REQUIRED TASK A: Reproduce the records verbatim, starting at the line that contains "Mark each instance of the drumstick" and continuing through the last line of the records, both ends included.
==============================
FestivalsFilmReview

Satan Wants You – Raindance Film Festival 2023

Reviewer: Richard Maguire

Writers and Directors: Sean Horlor and Steve J. Adams

For a while, in the 1980s and early 90s, we believed that Satanic Ritual Abuse was endemic across the Western world. Stories circulated that babies would be sacrificed and then turned into candles. When the Devil appeared, he could only talk in rhyme while the Virgin Mary spoke only in French. It sounds so preposterous now that we can only laugh at our gullibility in believing this early version of ‘fake news’ pedalled by TV talk shows.

However, while this well-made documentary demonstrates how people were taken in by the best-selling book Michelle Remembers published in 1980, it also takes care to recognise the real victims of the conspiracy theory; not those who were abused by these imaginary cults, but those people who were prosecuted for supposedly carrying out the abuse in schools and nurseries. In America, one teacher went to prison for four years before she was released on appeal.

One of the catalysts for the Satanic Panic, as it was labelled, was Michelle Remembers, a memoir written by Michelle Smith and her psychiatrist Lawrence Pazder. In sessions that involved hypnosis, Smith recalled that at the age of five, she was taken by her mother to a Satanic cult where she witnessed unspeakable horrors. She saw babies killed and animals slaughtered. She was held in a cage and spoke to the Devil. She would have died if it weren’t for the intercession of the Mother of God who called herself Ma Mère.
==============================
REQUIRED TASK B:
Answer these questions from the film review:
(i) Who wrote and directed the documentary?
(ii) In what year was Michelle Remembers published?
(iii) How long was the American teacher in prison before her release on appeal?
==============================
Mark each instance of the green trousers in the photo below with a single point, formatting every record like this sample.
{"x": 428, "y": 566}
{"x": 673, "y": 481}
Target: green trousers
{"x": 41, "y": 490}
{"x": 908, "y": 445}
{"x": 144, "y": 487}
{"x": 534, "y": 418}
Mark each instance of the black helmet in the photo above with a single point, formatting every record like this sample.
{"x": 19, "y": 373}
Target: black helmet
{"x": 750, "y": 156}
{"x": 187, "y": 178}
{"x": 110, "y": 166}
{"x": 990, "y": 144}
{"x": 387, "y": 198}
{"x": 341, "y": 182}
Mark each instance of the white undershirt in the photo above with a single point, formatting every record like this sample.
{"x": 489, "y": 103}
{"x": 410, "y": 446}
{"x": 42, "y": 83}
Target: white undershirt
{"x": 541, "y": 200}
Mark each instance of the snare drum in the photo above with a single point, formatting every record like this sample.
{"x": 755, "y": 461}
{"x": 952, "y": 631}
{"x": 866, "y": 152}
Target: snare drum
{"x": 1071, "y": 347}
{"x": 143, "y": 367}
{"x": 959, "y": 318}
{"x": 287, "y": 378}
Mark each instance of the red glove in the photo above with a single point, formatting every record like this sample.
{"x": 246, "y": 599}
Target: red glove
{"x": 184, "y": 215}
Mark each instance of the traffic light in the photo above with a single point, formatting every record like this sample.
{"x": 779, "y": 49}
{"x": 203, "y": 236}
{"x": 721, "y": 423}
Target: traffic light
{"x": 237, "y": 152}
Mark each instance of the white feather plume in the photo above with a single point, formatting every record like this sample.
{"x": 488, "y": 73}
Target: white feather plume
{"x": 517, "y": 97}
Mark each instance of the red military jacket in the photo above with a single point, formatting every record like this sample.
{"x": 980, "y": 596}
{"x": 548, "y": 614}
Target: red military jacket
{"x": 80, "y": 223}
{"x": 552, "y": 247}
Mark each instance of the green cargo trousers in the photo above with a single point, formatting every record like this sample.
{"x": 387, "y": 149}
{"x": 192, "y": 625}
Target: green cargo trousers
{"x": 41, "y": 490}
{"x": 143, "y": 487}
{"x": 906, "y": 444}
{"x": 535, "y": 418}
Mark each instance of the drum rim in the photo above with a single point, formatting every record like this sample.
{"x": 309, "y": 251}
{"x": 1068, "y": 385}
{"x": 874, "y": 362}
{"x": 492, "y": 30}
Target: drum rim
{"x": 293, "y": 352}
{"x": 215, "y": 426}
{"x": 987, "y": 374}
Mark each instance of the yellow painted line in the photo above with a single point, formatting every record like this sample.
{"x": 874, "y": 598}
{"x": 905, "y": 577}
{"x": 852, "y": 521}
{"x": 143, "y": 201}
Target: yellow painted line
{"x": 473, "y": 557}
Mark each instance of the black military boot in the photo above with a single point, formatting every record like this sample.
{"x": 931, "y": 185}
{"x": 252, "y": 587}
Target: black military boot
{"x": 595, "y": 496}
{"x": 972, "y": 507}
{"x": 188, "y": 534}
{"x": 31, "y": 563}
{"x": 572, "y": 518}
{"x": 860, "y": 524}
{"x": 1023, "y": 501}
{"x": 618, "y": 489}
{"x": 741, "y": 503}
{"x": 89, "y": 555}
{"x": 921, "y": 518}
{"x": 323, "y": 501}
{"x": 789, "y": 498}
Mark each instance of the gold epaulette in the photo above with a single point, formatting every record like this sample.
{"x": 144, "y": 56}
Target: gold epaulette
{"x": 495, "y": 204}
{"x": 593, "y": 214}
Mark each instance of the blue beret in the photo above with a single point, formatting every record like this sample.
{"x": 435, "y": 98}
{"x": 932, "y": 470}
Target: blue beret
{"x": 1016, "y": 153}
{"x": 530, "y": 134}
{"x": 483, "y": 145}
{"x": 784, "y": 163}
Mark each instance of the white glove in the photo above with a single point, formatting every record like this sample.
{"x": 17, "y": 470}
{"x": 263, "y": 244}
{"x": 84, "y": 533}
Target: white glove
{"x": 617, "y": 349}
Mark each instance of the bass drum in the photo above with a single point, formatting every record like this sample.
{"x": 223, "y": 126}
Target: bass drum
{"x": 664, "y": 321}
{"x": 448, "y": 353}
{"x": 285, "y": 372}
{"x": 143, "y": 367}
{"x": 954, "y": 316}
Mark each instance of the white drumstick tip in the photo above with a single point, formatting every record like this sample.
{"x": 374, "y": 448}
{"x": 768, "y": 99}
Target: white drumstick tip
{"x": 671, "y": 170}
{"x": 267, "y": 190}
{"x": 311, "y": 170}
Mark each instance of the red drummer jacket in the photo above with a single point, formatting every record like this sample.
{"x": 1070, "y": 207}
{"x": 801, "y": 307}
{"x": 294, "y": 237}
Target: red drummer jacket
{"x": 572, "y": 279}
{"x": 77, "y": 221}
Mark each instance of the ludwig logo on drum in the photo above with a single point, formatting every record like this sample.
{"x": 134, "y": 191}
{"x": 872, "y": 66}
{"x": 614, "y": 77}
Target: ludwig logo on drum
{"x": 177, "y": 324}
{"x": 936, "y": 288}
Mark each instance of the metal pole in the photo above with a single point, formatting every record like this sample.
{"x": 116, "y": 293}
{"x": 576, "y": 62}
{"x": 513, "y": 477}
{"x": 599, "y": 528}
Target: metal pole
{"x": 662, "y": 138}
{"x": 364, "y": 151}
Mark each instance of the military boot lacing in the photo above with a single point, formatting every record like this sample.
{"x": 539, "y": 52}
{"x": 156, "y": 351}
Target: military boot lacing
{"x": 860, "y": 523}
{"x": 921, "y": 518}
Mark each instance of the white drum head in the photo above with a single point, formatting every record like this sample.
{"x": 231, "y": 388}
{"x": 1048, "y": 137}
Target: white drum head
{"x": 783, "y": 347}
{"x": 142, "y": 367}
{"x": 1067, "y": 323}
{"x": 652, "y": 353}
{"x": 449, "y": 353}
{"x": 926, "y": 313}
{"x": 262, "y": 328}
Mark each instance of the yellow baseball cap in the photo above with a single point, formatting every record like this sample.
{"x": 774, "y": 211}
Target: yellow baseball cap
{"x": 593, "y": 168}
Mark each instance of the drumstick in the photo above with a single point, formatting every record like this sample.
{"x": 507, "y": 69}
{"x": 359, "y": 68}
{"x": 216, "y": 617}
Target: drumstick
==============================
TASK RESULT A:
Mark each instance of the drumstick in the photo above with a single point, formatting every record like this sample.
{"x": 507, "y": 69}
{"x": 359, "y": 68}
{"x": 216, "y": 617}
Target: drumstick

TASK RESULT B:
(i) Sean Horlor and Steve J. Adams
(ii) 1980
(iii) Four years